- _Action item_
This exercise asks for an exact copy of every entry below, with pictures omitted.

(Items from a data source)
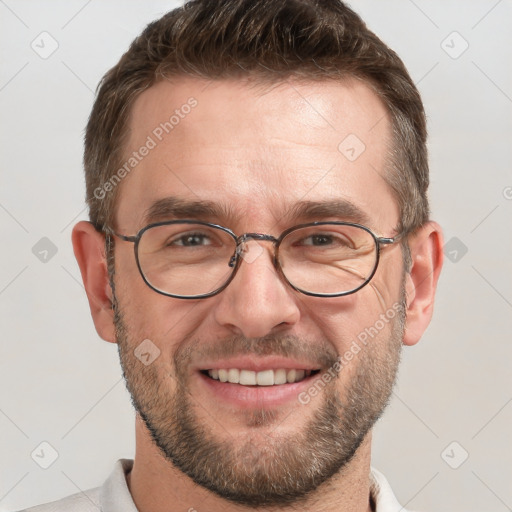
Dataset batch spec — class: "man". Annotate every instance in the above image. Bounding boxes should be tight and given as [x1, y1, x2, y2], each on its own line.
[22, 0, 443, 510]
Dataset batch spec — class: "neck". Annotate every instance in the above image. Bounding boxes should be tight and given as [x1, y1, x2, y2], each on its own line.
[126, 415, 374, 512]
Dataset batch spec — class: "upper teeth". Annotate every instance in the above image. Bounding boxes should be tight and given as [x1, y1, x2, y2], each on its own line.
[207, 368, 312, 386]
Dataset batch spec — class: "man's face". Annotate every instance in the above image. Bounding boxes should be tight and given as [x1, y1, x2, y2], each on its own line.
[111, 77, 405, 506]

- _Response to this exercise_
Dataset batch spec — class: "man". Annotate every instance in the above image. Bounding boxes should be tight and given as [x1, y1, x2, y2], each on its own line.
[22, 0, 443, 510]
Dataset batch spec — class: "neck". Annotate every instance in the above image. Bounding boxes should be tight and given as [x1, y1, x2, y2], each on its own line.
[126, 415, 374, 512]
Dataset batch spec — class: "upper teeth". Annotate every instance in the above image. Bounding boxes should be tight and given as [x1, y1, x2, y2], each on its own line.
[207, 368, 312, 386]
Dataset batch spec — class: "man's face". Annotate every instance in the above image. Bounding boxes should be tight and given as [x1, y1, x2, y2], each on its own line.
[111, 77, 405, 506]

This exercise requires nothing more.